When looking at the war the right is waging on our freedoms, it’s important to take a moment to distinguish between Christians and the right. We should not be lumping all Christians together, nor should we be forcing all those of a particular political orientation into one box. There’s a spectrum, and it’s wide.

Not all people on the right are Christian, though the right is heavily dominated by so called “Christian values.” Specifically, most of those on the right who are Christian are evangelical, though once again not all evangelicals are on the right. It’s just something about evangelical Christianity, in particular, that lends itself to snooping around in other people’s lives and making high and mighty statements about how everyone else should live. There’s something righteous about knowing you are God’s chosen, living your life the way God has told you, that just drives you to share with others. And sometimes others aren’t interested, so you need to take the additional step of forcing them to live as your God wants them to.

Likewise, not all Christians are on the right. I know a number of deeply devout Christians who are also further to the left, politically, than I. Which just goes to show you that the left isn’t a horde of rabid atheists, either. Indeed, there are a number of Christian peacemaking organizations that work around the world in various communities doing service. Pax Christi, for example, is a large Catholic organization which is working on global violence and justice issues.

Religion and politics in the United States have become entangled to a dangerous and tragic extent. It’s interesting to me when people mount criticisms of fundamentalist Muslim governments when the United States government is essentially a fundamentalist Christian government, creating a sharia all its very own. I think this is sometimes hard for people to see from the inside, and it’s unfortunate because I believe that if more Americans realized what was happening to them, they might fight back.

In general, I am a strong supporter of a the separation of church and state. I think it’s an important political value, and that we can accomplish a lot more as a society if we can get the church out of our legislature and into the community doing good works.

For me, this is what Christianity is about. Christ never told his disciples to oppress women, to kill murderers, or do any of the other things the American government is doing in the name of Christian values. Indeed, he said “let he who is without sin cast the first stone.” Christ brought a message of love and respect, of assisting others and strengthening communities. Apparently that message has been garbled over the years: paging God, we need another messiah.
^^^^^^^^
Which large Catholic organization does the essay on Christians and the right name as working on global violence and justice issues? Please draw only on the essay on Christians and the right above.

> **Collected data**:
^^^^^^^^
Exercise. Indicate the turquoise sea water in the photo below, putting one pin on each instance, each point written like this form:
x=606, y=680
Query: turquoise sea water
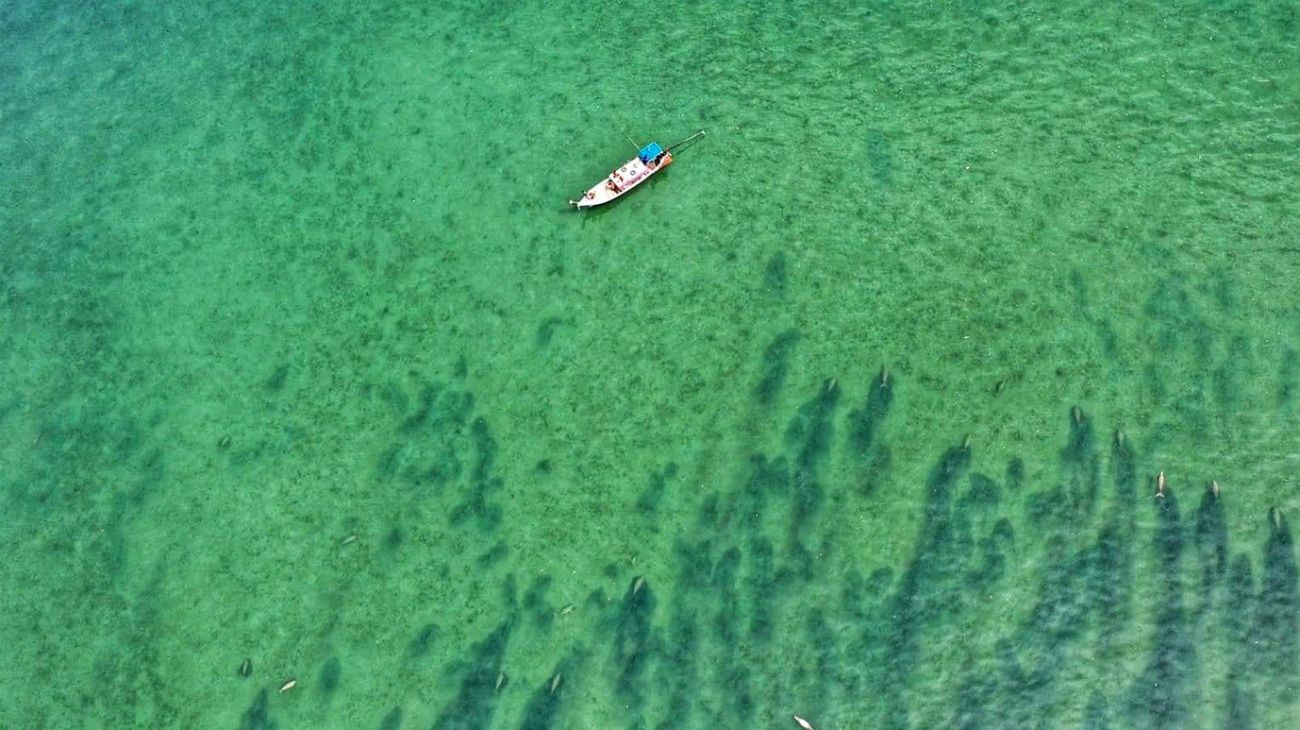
x=854, y=413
^^^^^^^^
> **Response to this task**:
Pax Christi